++++ Text segment ++++

# Kyle Blanchfield



## N2DUXS (Oct 5, 2004)

Does anyone know a Kyle Blanchfield in the Devils Lake area. I found out last night that he has leased some property west of town that I had previously hunted on (several years ago). I spoke with the farmer last night and he said he leased his property to Kyle who is a guide. The farmer said that Kyle might let us on if he wasn't going to be in the area and wasn't planning on hunting on his property. Our group is coming up next Friday and just wanted to see if someone knew Kyle and if there was a way to contact him. I just wanted to try to reach out to him before we headed up and introduce myself. Not looking to hire him as a guide because we freelance and I know how most of the residents feel about this topic.

I hope this doesn't get out of hand and this thread gets locked, but any help would be appreciated.

I'm not relying soley on this farmer for my trip as we have made some good friendships with several other farmers in the area, but the more permission I have, the merrier.

In all honesty, I don't really blame the farmer for leasing out his property as it is a nice little extra change in his pockets and I will still buy him a beer or two when I am in town.

Thanks for all your help.


----------



## dosch (May 20, 2003)

++++ Data section ++++

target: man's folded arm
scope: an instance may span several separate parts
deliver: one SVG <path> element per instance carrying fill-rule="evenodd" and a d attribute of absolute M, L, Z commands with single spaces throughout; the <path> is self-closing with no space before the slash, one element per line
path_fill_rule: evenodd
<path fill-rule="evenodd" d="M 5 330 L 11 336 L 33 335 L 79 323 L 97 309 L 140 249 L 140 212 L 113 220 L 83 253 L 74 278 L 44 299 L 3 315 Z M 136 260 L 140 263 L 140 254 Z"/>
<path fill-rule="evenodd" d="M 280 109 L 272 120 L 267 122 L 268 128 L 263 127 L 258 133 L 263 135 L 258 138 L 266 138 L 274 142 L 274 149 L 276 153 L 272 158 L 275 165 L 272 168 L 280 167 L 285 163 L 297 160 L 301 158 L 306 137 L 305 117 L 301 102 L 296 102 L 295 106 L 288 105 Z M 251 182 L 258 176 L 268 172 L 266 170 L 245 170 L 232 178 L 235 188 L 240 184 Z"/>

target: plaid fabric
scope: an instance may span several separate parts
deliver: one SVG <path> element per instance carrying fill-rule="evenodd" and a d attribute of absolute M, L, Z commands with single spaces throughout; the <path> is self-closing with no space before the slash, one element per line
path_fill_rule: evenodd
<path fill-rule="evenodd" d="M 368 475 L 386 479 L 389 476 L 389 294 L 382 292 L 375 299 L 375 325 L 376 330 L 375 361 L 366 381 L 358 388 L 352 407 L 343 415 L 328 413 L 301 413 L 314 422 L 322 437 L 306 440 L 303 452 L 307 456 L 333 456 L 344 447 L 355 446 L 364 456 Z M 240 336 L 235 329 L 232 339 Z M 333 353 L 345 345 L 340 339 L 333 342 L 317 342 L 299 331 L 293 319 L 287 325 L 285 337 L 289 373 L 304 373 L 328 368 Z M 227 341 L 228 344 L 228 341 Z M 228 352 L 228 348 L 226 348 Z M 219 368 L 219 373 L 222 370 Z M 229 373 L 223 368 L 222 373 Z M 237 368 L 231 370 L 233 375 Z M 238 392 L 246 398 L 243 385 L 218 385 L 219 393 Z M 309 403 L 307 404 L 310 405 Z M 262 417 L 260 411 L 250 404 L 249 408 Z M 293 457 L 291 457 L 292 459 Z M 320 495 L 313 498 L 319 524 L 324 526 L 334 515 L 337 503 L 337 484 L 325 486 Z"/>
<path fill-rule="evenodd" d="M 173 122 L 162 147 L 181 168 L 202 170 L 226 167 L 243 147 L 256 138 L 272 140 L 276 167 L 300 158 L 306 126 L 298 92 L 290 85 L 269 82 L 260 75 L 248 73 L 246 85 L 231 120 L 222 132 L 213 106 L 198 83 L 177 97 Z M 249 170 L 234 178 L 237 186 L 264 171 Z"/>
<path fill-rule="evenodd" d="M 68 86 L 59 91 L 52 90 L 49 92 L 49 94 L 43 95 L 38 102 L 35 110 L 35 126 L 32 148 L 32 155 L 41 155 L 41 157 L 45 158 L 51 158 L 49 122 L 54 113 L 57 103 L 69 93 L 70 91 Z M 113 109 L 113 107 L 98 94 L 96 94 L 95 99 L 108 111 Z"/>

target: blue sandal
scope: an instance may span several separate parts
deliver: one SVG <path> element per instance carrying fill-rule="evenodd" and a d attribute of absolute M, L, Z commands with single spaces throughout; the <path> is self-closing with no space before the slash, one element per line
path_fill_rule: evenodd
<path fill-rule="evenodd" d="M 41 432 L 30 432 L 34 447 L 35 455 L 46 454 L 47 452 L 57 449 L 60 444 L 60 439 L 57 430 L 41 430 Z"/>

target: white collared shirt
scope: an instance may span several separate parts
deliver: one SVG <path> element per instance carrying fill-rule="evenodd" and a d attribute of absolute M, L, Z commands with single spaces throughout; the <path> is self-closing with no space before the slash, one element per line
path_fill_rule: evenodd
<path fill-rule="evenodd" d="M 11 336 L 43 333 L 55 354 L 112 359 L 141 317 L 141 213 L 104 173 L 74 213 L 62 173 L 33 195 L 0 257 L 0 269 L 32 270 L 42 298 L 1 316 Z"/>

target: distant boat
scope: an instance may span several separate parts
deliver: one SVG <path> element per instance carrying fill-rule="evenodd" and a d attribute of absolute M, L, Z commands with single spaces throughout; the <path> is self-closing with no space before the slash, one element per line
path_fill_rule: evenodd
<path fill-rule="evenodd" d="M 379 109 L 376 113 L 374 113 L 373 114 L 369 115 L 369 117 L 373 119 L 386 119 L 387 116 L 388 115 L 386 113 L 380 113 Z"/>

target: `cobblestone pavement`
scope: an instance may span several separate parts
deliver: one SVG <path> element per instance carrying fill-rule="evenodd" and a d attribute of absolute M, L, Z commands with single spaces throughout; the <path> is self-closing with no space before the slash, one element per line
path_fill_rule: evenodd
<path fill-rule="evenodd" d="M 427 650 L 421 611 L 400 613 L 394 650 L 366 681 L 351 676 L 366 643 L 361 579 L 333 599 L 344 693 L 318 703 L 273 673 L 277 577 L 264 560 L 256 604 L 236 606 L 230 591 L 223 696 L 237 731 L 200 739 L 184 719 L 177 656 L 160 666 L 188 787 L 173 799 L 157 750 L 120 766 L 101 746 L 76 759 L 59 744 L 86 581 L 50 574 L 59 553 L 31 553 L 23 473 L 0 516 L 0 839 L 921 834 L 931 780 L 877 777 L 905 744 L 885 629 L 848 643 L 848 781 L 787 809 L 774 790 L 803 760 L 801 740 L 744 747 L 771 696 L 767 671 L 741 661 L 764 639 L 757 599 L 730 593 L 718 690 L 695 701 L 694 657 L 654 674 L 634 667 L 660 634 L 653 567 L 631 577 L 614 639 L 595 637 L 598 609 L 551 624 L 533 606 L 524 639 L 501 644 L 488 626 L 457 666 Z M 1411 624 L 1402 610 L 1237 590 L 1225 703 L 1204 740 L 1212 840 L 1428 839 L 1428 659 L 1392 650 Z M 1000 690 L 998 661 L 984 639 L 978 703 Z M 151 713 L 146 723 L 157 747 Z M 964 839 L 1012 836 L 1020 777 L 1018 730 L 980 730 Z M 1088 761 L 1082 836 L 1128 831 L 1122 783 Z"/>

++++

Reproduce word for word everything in the Kyle Blanchfield thread from "## N2DUXS (Oct" down to "about this topic.". Work only from the Kyle Blanchfield thread.

## N2DUXS (Oct 5, 2004)

Does anyone know a Kyle Blanchfield in the Devils Lake area. I found out last night that he has leased some property west of town that I had previously hunted on (several years ago). I spoke with the farmer last night and he said he leased his property to Kyle who is a guide. The farmer said that Kyle might let us on if he wasn't going to be in the area and wasn't planning on hunting on his property. Our group is coming up next Friday and just wanted to see if someone knew Kyle and if there was a way to contact him. I just wanted to try to reach out to him before we headed up and introduce myself. Not looking to hire him as a guide because we freelance and I know how most of the residents feel about this topic.